── Data for processing ──

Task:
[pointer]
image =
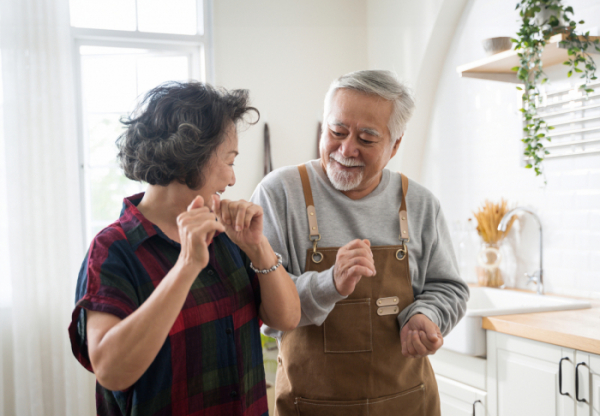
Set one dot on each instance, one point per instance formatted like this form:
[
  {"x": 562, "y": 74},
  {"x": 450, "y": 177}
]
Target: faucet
[{"x": 537, "y": 276}]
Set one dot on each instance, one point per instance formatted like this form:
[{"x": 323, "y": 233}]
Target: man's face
[{"x": 356, "y": 144}]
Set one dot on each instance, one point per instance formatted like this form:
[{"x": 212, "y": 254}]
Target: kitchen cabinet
[
  {"x": 518, "y": 377},
  {"x": 461, "y": 383},
  {"x": 458, "y": 399},
  {"x": 531, "y": 378}
]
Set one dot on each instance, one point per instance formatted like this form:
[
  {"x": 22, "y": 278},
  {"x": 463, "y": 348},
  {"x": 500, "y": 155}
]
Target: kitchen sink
[{"x": 468, "y": 337}]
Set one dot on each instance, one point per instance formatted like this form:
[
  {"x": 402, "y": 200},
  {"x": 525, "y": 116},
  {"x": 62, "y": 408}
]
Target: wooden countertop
[{"x": 577, "y": 329}]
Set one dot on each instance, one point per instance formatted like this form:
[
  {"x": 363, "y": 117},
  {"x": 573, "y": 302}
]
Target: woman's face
[{"x": 218, "y": 173}]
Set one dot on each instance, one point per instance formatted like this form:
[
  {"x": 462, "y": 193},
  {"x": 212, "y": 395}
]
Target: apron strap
[
  {"x": 404, "y": 235},
  {"x": 311, "y": 213}
]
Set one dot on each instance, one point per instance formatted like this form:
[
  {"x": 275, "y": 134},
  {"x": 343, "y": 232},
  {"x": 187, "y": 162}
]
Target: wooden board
[
  {"x": 498, "y": 67},
  {"x": 577, "y": 329}
]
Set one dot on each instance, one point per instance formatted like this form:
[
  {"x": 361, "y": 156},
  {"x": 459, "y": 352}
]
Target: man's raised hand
[
  {"x": 420, "y": 337},
  {"x": 352, "y": 262}
]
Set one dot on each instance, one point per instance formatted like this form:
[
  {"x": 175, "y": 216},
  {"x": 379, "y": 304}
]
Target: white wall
[
  {"x": 286, "y": 52},
  {"x": 412, "y": 39},
  {"x": 473, "y": 152}
]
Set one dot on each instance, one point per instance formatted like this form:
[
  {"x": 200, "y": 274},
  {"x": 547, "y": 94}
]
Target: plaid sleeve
[{"x": 105, "y": 284}]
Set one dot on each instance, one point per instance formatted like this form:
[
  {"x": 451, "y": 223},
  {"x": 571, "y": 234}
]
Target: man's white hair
[{"x": 384, "y": 84}]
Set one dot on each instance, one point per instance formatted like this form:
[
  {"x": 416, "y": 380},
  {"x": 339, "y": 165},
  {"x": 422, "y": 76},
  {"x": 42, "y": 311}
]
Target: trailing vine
[{"x": 530, "y": 43}]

───

[Your objective]
Extract the full listing above verbatim; pictures are to be left out of the copy.

[In response]
Task:
[pointer]
image =
Set one dot on each instance, one point per instance formatted like this form:
[
  {"x": 562, "y": 74},
  {"x": 450, "y": 177}
]
Target: faucet
[{"x": 537, "y": 276}]
Set one dot on each instance, one point per instance formatted like this form:
[{"x": 323, "y": 233}]
Target: man's face
[{"x": 356, "y": 144}]
Set one dot on each instance, one point per instance formatted like this form:
[{"x": 212, "y": 254}]
Target: kitchen cabinet
[
  {"x": 518, "y": 377},
  {"x": 461, "y": 383},
  {"x": 458, "y": 399},
  {"x": 531, "y": 378}
]
Set one dot on each instance, one point per instance formatted like this form:
[
  {"x": 22, "y": 278},
  {"x": 463, "y": 348},
  {"x": 500, "y": 155}
]
Target: kitchen sink
[{"x": 468, "y": 337}]
Set one dot on each instance, one point per instance formatted like this form:
[
  {"x": 402, "y": 200},
  {"x": 525, "y": 116},
  {"x": 62, "y": 408}
]
Target: wooden countertop
[{"x": 577, "y": 329}]
Set one dot on each instance, one point per instance formatted like this form:
[
  {"x": 363, "y": 117},
  {"x": 573, "y": 302}
]
Target: woman's face
[{"x": 218, "y": 173}]
Set one dot on each instance, one point per instance formatted like this form:
[
  {"x": 462, "y": 193},
  {"x": 212, "y": 395}
]
Target: apron strap
[
  {"x": 404, "y": 235},
  {"x": 311, "y": 213}
]
Set one dot on each instance, one point per instance formatted like this form:
[
  {"x": 275, "y": 134},
  {"x": 343, "y": 232},
  {"x": 187, "y": 162}
]
Target: wooden board
[
  {"x": 498, "y": 67},
  {"x": 577, "y": 329}
]
Set one dot on each instance, one point per instance formatted like this form:
[
  {"x": 361, "y": 156},
  {"x": 459, "y": 352}
]
Target: man's raised hand
[
  {"x": 420, "y": 337},
  {"x": 352, "y": 262}
]
Set one dot on each instance, one point per instance formatted like this form:
[
  {"x": 175, "y": 216},
  {"x": 379, "y": 304}
]
Target: white wall
[
  {"x": 286, "y": 52},
  {"x": 412, "y": 39},
  {"x": 473, "y": 152}
]
Set one dot on each instance, one point per instance formatted like this form:
[
  {"x": 200, "y": 274},
  {"x": 547, "y": 94}
]
Target: plaid sleeve
[{"x": 105, "y": 284}]
Set one dot on each instance, one point per instance formatted like this form:
[
  {"x": 451, "y": 223},
  {"x": 571, "y": 234}
]
Target: man's white hair
[{"x": 384, "y": 84}]
Set one dot on each instance, one point per instance formatted like this form:
[
  {"x": 416, "y": 380},
  {"x": 339, "y": 165},
  {"x": 422, "y": 76},
  {"x": 42, "y": 311}
]
Target: trailing vine
[{"x": 530, "y": 43}]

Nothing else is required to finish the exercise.